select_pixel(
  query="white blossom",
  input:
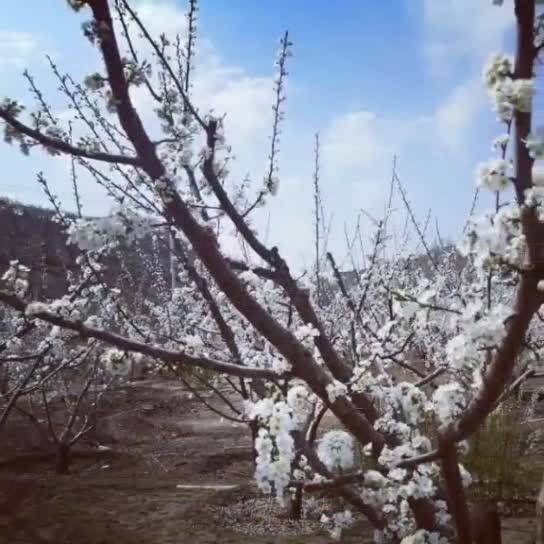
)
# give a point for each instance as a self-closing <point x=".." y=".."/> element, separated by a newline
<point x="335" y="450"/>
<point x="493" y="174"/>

-------

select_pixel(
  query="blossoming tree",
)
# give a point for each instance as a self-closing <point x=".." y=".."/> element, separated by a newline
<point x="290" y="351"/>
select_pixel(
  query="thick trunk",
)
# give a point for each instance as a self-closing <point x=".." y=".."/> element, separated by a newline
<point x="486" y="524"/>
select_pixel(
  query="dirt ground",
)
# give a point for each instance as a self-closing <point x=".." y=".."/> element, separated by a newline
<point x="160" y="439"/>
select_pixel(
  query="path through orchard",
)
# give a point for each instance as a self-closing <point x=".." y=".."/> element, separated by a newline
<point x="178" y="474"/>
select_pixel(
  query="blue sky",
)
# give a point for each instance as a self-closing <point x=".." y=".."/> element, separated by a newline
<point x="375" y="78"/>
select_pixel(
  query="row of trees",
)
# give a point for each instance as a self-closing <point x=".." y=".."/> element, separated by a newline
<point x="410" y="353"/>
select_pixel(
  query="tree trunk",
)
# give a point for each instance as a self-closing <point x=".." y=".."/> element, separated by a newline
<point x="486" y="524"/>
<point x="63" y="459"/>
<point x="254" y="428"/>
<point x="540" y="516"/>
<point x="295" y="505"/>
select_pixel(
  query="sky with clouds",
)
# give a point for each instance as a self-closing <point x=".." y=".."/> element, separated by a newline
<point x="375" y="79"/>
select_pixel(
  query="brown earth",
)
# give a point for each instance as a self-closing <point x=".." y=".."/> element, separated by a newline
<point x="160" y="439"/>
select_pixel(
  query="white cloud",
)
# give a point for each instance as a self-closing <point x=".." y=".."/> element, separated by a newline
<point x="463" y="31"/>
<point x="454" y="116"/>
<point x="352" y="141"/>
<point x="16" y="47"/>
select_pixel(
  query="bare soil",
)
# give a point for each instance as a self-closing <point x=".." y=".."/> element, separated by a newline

-------

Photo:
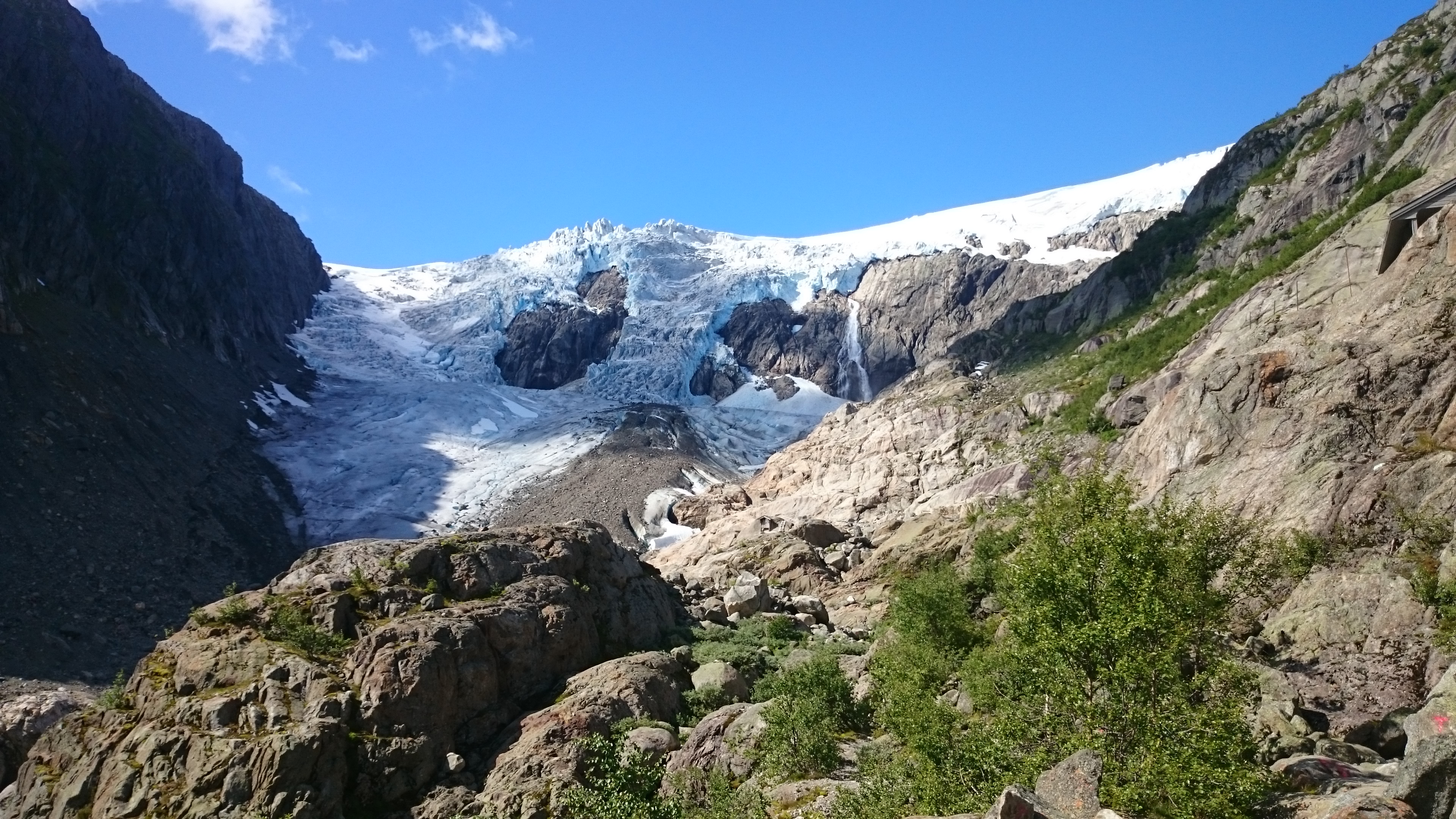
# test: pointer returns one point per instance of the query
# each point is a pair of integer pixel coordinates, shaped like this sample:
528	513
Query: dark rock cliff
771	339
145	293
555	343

-------

_WHAT IS NEEDED_
Copy out all lines from the material above that contain the string "white".

_SOLVED EXERCISE_
  query="white blossom",
  query="white cloud",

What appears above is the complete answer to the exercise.